→ PETIKAN PILIHAN:
_ _ _ _
Ki Hajar Dewantara, dalam konsep pendidikannya, sangat menghargai individual kepribadian anak, dengan menciptakan sekolah sebagai layaknya taman belajar yang indah dan menyenangkan, bebas dari tekanan, ramah, memerdekakan anak, melayani, penuh kasih sayang, dan mengayomi.
Beliau menyusun gagasannya, antara lain setelah mempelajari model pendidikan progresif yang dikembangkan oleh Maria Montessori (Italia) dan terutama oleh Rabindranath Tagore (India).
Seorang guru di Taman Siswa, harus menjalankan pedoman Patrap Triloka: “Ing ngarsa sung tuladha (di depan memberi teladan); Ing madya mangun karsa (di tengah membangun karsa/kemauan/semangat); Tut wuri handayani (dari belakang mendukung).”
Kongres Taman Siswa di tahun 1946 yang merumuskan Panca Dharma Taman Siswa, yaitu asas kemerdekaan, asas kodrat alam, asas kebangsaan, asas kebudayaan, dan asas kemanusiaan.
Sekolah Taman Siswa mengutamakan pengembangan jati diri kebangsaan Indonesia, dengan menghargai dan menyelenggarakan berbagai kegiatan seni-budaya di sekolah. Sebuah sekolah dengan pendekatan multi-kecerdasan dan multi-kultural.
INS KAYUTANAM – dan AJARAN ENGKOE MOHAMMAD SJAFEI
Juga perhatikan petikan petuah dari tokoh pejuang pendidikan nasional, Engkoe Mohammad Sjafei, pendiri sekolah INS Kayutanam pada 1 Oktober 1926, dari sebuah desa kecil di Kab. Padang Pariaman, Sumatera Barat:
“Engkau jadilah engkau, sekolah berfungsi mengasah akal budi murid, bukan membentuk manusia lain dari dirinya sendiri.”
“Jangan minta buah mangga dari pohon rambutan, tetapi jadikanlah semua pohon berbuah manis”. Begitu petuah Engkoe Sjafei.
Singkatan INS adalah Indonesisch-Nederlandsche School.
(Lihat di Tirto.id: INS Kayu Tanam, Sebuah Sekolah Alternatif yang Melawan Kurikulum Belanda) .
Banyak tokoh besar nasional telah lahir dari lembaga INS Kayutanam ini yang ketika didirikan hingga sekarang berupa madrasah aliyah atau pendidikan sejenjang SMA.
Model pendidikan yang diajarkan oleh Engkoe Moh. Syafei yang juga tokoh pergerakan — ingat lho kala itu kita masih dalam era penjajahan kolonial Belanda — adalah pendidikan yang berorientasi pada mimpi atau kehendak dan keinginan siswa-siswanya, dan berorientasi pada bakat dari masing-masing siswanya.
Apabila siswa dapat dikembangkan berdasarkan talenta atau bakatnya, maka lulusannya akan menjadi sumberdaya yang mandiri, yang dapat menciptakan lapangan kerja sendiri, berjiwa entrepreneurship, dan berahlak mulia.
Di INS Kayutanam memang disediakan banyak kegiatan untuk ketrampilan, seperti pertanian, peternakan, perbengkelan, pengolahan kayu, keramik, dsb. (sumber: Executive Summary, INS Kayutanam, oleh Perguruan Nasional Ruang Pendidik INS Kayutanam, 2006)
_ _ _ _
→ TUJUAN TUGAS A:
Laporkan setiap baris daftar di bawah yang memuat kata "water". Huruf besar dan kecil dibedakan.

→ MASUKAN LATIHAN:
_ _ _ _
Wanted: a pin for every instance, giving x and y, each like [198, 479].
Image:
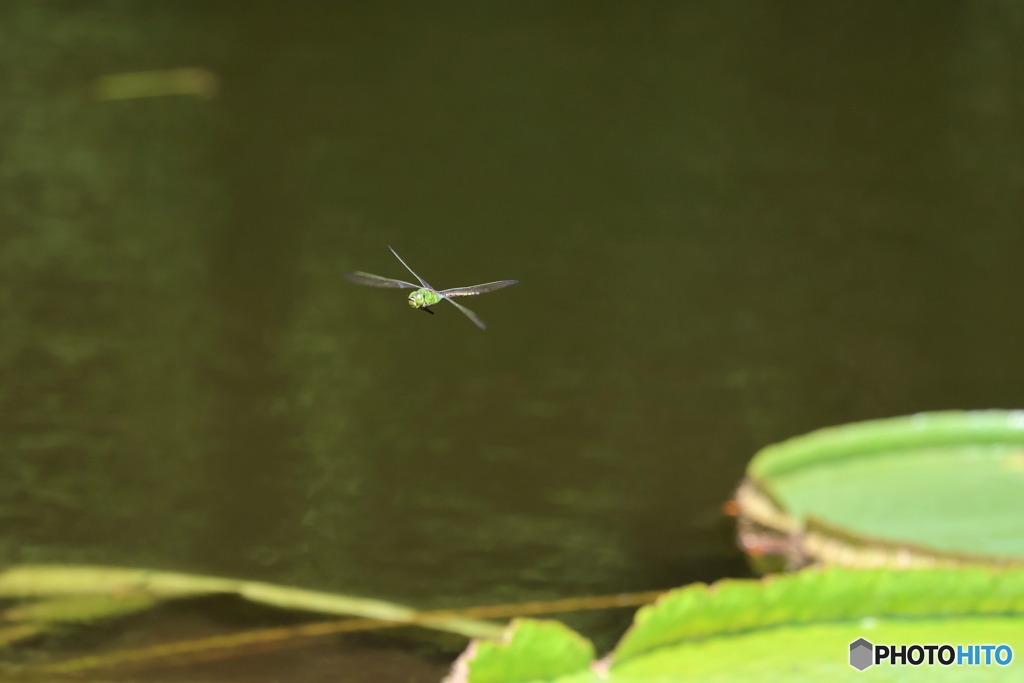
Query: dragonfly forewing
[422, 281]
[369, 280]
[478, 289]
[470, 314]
_ _ _ _
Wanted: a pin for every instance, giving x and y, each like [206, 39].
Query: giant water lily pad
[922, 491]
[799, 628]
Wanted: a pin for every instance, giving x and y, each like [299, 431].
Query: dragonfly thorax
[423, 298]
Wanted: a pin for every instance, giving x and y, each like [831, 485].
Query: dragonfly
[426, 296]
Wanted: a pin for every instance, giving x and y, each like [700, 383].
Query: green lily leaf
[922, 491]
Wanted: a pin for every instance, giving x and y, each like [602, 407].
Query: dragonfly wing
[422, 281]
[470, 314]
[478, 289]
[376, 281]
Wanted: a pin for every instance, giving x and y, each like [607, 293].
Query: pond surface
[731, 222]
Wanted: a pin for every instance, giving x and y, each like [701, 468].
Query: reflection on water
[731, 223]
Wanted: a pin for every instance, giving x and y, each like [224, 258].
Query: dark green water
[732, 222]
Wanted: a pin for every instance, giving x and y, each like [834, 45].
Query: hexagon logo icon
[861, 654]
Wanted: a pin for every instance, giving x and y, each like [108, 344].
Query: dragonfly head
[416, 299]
_ _ _ _
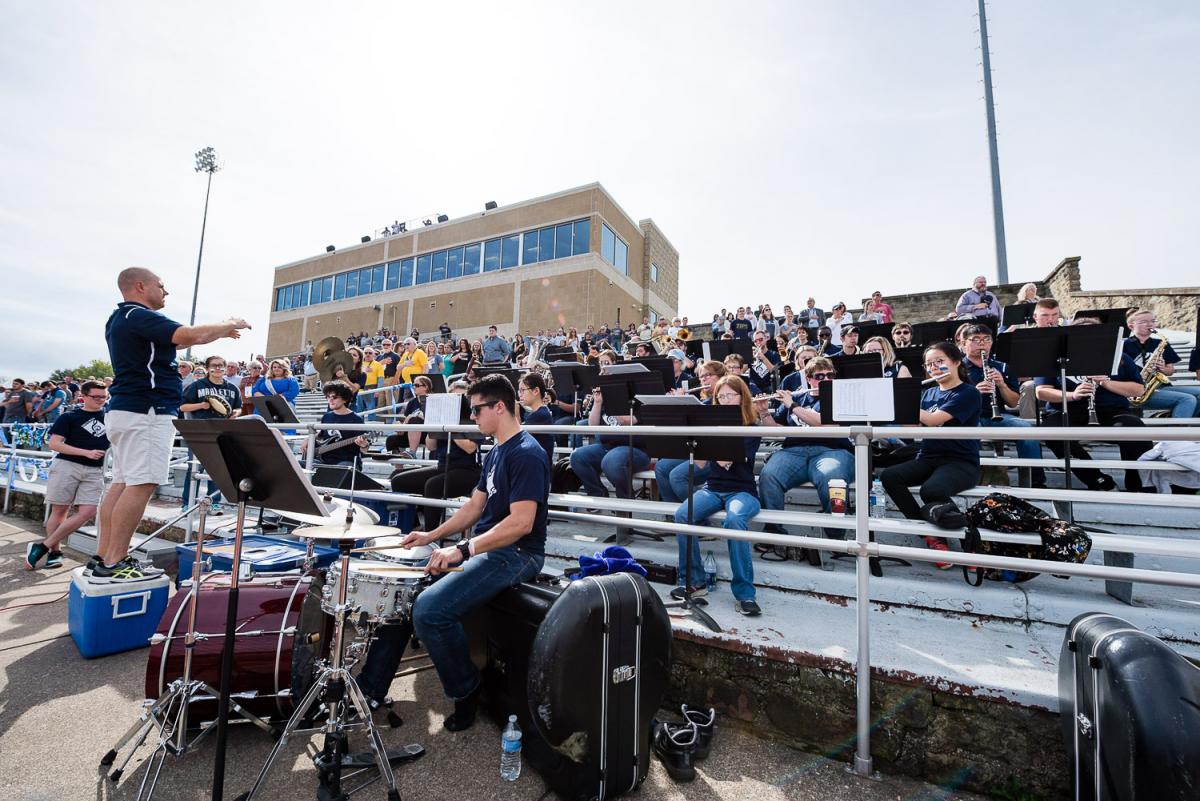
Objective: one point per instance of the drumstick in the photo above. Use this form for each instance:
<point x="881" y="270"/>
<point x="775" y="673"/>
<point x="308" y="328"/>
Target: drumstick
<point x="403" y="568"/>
_ _ _ _
→ TUJUAN TUGAS B:
Cetak tanpa perubahan bagian dari petikan tentang pendidikan Taman Siswa dan INS Kayutanam di atas, mulai dari kata-kata yang memuat "Kongres Taman Siswa" sampai kata-kata "petuah Engkoe Sjafei.".

→ HASIL LATIHAN A:
Query: giant water lily pad
Query: reflection on water
Query: dark green water

→ HASIL LATIHAN B:
Kongres Taman Siswa di tahun 1946 yang merumuskan Panca Dharma Taman Siswa, yaitu asas kemerdekaan, asas kodrat alam, asas kebangsaan, asas kebudayaan, dan asas kemanusiaan.
Sekolah Taman Siswa mengutamakan pengembangan jati diri kebangsaan Indonesia, dengan menghargai dan menyelenggarakan berbagai kegiatan seni-budaya di sekolah. Sebuah sekolah dengan pendekatan multi-kecerdasan dan multi-kultural.
INS KAYUTANAM – dan AJARAN ENGKOE MOHAMMAD SJAFEI
Juga perhatikan petikan petuah dari tokoh pejuang pendidikan nasional, Engkoe Mohammad Sjafei, pendiri sekolah INS Kayutanam pada 1 Oktober 1926, dari sebuah desa kecil di Kab. Padang Pariaman, Sumatera Barat:
“Engkau jadilah engkau, sekolah berfungsi mengasah akal budi murid, bukan membentuk manusia lain dari dirinya sendiri.”
“Jangan minta buah mangga dari pohon rambutan, tetapi jadikanlah semua pohon berbuah manis”. Begitu petuah Engkoe Sjafei.